-- Exercise --
Copy out, word for word, the stretch of the records from the line that contains "Locate every instance of the mosque" through the end of the records, both ends included.

-- Dataset --
◇ ◇ ◇ ◇

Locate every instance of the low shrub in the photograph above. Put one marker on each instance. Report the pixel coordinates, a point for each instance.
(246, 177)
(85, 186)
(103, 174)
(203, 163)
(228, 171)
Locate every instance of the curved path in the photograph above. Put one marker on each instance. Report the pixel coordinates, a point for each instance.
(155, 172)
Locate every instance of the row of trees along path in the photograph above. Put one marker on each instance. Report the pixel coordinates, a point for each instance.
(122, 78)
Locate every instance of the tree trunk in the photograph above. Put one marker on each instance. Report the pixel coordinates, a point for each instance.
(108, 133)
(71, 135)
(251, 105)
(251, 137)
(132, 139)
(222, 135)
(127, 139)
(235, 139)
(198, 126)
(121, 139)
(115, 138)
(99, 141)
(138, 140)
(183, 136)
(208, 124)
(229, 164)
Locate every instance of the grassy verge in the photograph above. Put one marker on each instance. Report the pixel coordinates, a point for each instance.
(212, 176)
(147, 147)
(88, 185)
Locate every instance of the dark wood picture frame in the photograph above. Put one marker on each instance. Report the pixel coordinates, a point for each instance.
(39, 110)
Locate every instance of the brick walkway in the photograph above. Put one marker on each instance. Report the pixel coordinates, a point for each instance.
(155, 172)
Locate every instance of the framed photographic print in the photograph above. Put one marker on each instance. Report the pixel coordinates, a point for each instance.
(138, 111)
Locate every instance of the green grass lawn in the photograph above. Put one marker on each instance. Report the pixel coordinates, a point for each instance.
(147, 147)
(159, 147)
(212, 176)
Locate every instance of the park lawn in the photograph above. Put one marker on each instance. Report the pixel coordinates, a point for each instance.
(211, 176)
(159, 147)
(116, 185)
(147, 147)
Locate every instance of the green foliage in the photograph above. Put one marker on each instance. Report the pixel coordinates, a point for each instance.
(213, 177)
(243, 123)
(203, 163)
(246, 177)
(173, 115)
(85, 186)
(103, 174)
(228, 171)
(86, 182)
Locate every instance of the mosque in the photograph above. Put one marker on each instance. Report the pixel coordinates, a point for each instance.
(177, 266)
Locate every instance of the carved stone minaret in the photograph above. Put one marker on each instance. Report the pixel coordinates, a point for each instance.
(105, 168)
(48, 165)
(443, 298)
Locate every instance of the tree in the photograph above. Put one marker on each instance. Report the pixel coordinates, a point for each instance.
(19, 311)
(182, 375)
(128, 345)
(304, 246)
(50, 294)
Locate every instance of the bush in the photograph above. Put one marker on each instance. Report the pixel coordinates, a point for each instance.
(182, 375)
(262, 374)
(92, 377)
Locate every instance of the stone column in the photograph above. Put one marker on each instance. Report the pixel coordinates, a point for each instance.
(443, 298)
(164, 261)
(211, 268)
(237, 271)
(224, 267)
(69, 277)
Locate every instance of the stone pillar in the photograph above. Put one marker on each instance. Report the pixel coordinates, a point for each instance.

◇ ◇ ◇ ◇

-- The solution --
Locate every instance of the mosque in the photograph above. Put one marker on each instance. Report the pixel coordinates, a point for each instance.
(177, 266)
Locate every instance of the carved stone minaret in the photograph above. Put one marker on each instance. Report the pixel coordinates, a point for each instance.
(105, 168)
(48, 165)
(443, 298)
Locate every instance of the tree in the photograph above. Put one marker on each instance. Report the pixel coordinates, a point for each instance.
(19, 311)
(182, 375)
(128, 345)
(304, 246)
(50, 294)
Locate every instance of the bush in the photograph above. Put one marker on each instance. Report the pixel coordinates, a point for each instance.
(182, 375)
(262, 374)
(92, 377)
Locate every instance of the stone column in the photograph above. Put one marker on each instance. Report the pixel coordinates, a point for each instance.
(443, 298)
(164, 261)
(211, 268)
(237, 271)
(224, 267)
(69, 277)
Locate every instance of the stone pillar in the photograph above. Put one marker on each instance. Report the pixel coordinates, a point for each instance.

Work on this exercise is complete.